=== Task input ===
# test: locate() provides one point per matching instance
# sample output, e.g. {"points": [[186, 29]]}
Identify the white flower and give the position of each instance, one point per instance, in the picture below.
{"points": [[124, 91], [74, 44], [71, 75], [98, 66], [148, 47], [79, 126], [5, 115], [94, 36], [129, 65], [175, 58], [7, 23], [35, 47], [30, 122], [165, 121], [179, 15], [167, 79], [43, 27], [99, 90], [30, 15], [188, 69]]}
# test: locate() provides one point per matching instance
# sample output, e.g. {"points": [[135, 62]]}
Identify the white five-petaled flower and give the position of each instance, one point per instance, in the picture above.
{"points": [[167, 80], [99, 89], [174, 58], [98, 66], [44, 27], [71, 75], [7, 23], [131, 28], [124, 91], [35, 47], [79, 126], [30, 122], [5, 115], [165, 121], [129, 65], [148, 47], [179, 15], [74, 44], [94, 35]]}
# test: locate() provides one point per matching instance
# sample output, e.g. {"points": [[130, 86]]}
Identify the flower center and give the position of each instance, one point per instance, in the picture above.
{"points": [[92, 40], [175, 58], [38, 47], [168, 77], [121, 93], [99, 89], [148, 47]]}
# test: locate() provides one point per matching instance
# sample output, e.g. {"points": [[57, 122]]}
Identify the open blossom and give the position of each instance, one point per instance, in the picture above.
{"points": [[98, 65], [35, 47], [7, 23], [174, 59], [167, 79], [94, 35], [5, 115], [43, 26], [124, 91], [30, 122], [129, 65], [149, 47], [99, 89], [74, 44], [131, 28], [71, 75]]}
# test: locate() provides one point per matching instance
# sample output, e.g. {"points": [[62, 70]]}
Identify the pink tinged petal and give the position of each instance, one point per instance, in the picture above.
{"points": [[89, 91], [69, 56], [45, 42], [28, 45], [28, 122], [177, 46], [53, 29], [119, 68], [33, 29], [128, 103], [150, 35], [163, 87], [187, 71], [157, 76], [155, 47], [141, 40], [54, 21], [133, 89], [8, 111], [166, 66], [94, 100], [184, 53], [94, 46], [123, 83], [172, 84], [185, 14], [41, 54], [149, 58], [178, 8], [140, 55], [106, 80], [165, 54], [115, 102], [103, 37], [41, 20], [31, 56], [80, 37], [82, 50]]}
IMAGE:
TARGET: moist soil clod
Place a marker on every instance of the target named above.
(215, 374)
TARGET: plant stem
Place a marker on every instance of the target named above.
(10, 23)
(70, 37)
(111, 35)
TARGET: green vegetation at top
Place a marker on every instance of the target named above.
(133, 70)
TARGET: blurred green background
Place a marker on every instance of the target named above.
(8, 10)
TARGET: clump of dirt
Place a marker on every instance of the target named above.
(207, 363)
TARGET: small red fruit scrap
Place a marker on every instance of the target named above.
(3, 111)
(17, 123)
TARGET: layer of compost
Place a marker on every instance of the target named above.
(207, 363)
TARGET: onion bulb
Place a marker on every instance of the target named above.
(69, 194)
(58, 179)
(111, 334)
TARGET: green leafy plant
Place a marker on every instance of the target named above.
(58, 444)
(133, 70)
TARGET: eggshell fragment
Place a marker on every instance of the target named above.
===
Repeat each entry above exactly as shown.

## [Solution]
# test: locate() provides one point per matching instance
# sample output, e.g. {"points": [[186, 29]]}
Identify the white flower and give the position of each instance, one point per instance, in the picture below.
{"points": [[124, 91], [74, 44], [71, 75], [98, 66], [148, 47], [79, 126], [5, 115], [94, 36], [129, 65], [175, 58], [7, 23], [35, 47], [30, 122], [165, 121], [179, 15], [167, 79], [43, 27], [99, 90], [30, 15], [188, 69]]}
# test: locate() provides one point per matching instance
# sample output, e.g. {"points": [[135, 62]]}
Identify the white five-petaled flower and give the position of each instance, one point per instance, in the picture above.
{"points": [[167, 80], [99, 89], [174, 58], [98, 66], [44, 27], [71, 75], [7, 23], [131, 28], [124, 91], [35, 47], [79, 126], [30, 122], [5, 115], [165, 121], [129, 65], [148, 47], [179, 15], [74, 44], [94, 35]]}
# test: locate() provides one point per matching instance
# sample output, e.g. {"points": [[130, 86]]}
Identify the flower center and give the position of each instance, one point per instance, in the picture above.
{"points": [[92, 40], [175, 58], [38, 47], [168, 77], [121, 93], [99, 89], [148, 47]]}
# test: locate() provides one point per matching instance
# sample output, e.g. {"points": [[57, 122]]}
Identify the open blossom and give the position of each instance, one point per instance, in the picture above.
{"points": [[98, 65], [35, 47], [7, 23], [174, 59], [167, 79], [94, 35], [5, 115], [43, 26], [124, 91], [30, 122], [129, 65], [149, 47], [99, 89], [74, 44], [131, 28], [71, 75]]}
# test: locate() provides one point per matching instance
# sample output, e.g. {"points": [[62, 70]]}
Identify the pink tinged petal and give the position of each instance, one point per instance, in the picture above.
{"points": [[89, 91], [69, 56], [45, 42], [28, 45], [28, 122], [177, 46], [53, 29], [119, 68], [33, 29], [128, 103], [150, 35], [163, 87], [187, 71], [157, 76], [155, 47], [141, 40], [54, 21], [133, 89], [8, 111], [166, 66], [94, 100], [184, 53], [94, 46], [123, 83], [172, 84], [185, 14], [41, 54], [149, 58], [178, 8], [140, 55], [106, 80], [165, 54], [115, 102], [103, 37], [41, 20], [31, 56], [80, 37], [82, 50]]}
IMAGE:
TARGET: moist soil clod
Place a marker on every instance of the target named above.
(215, 374)
TARGET: plant stem
Place a marker on every instance of the target named above.
(10, 23)
(70, 37)
(111, 35)
TARGET: green vegetation at top
Place a marker on every instance of the target named above.
(133, 70)
TARGET: blurred green background
Place a marker on every instance of the target named above.
(8, 10)
TARGET: clump of dirt
Place a marker on every instance of the target named above.
(207, 363)
TARGET: small red fruit scrap
Place a marker on every instance of the target named above.
(3, 111)
(17, 123)
TARGET: layer of compost
Place a marker on every instance of the target named above.
(207, 363)
TARGET: onion bulb
Place a marker on every instance of the target named above.
(69, 194)
(58, 179)
(111, 334)
TARGET: green leafy plant
Place a marker on every instance of the target named above.
(58, 444)
(133, 70)
TARGET: eggshell fragment
Place a marker on every instance of the target named above.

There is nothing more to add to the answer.